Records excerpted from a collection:
◆ ◆ ◆ ◆ ◆ ◆ ◆

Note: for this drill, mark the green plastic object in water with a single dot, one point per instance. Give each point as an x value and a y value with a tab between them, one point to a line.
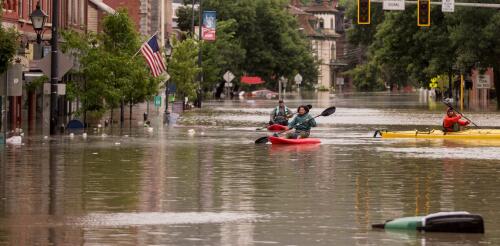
405	223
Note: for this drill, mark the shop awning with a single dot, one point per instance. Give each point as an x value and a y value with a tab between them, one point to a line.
251	80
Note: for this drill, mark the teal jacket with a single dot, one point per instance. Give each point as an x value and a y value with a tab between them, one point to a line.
303	126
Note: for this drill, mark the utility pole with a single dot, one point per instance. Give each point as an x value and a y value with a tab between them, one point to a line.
200	75
54	68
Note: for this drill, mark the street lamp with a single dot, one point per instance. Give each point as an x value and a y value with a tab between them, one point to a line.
38	18
168	54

◆ ◆ ◆ ◆ ◆ ◆ ◆

The answer must consist of the lines from the one with "Note: for this drill, mark the utility" through the final line of the entries above, exactly as they are, and nothing else.

Note: for this drill, mark the utility pole with a single dot, one point per instance. Give each point as an x value and a y value with a tab between them, one point to a line.
200	75
54	68
Note: for this drill, mark the street lamp with a single dot, one point per instance. Give each point as an x value and a y value with a tab between them, one point to a line.
38	18
168	54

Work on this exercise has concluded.